* _Exercise task_: Tally the lines in the records below that contain the string "countertop", and reply with only that number.

* _Raw records_:

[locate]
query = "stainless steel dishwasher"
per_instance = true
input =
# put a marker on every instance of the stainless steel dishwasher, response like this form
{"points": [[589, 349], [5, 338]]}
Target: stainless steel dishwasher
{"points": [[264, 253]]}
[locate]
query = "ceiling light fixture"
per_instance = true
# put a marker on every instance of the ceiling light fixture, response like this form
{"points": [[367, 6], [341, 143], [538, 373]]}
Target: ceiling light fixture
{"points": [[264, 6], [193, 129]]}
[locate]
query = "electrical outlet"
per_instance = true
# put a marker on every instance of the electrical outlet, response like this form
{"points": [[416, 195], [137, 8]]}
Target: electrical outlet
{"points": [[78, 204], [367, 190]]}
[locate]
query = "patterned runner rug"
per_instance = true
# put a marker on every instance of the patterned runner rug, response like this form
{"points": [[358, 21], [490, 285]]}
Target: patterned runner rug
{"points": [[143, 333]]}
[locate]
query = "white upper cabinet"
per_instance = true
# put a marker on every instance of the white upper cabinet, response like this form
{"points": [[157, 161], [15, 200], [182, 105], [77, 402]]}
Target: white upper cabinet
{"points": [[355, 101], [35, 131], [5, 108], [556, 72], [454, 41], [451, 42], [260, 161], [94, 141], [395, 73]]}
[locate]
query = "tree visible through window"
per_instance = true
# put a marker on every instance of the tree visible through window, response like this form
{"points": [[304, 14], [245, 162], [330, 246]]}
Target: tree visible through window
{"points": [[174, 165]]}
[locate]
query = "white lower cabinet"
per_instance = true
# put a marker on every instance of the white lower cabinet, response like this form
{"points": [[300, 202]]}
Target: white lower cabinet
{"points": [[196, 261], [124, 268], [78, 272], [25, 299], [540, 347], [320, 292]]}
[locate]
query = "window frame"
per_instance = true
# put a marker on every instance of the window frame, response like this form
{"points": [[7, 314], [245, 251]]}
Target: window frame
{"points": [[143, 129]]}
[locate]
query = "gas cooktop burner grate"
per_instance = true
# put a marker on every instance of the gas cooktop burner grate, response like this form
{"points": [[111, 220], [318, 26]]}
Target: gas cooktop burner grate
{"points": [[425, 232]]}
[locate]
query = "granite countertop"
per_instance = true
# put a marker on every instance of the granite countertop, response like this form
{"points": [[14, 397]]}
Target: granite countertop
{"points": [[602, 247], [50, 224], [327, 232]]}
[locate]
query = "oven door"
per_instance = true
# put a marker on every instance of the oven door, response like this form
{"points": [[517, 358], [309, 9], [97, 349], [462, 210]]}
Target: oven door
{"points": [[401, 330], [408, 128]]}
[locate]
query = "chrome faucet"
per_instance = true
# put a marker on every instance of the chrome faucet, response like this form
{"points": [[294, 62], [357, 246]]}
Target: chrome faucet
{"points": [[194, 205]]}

* _The solution_: 3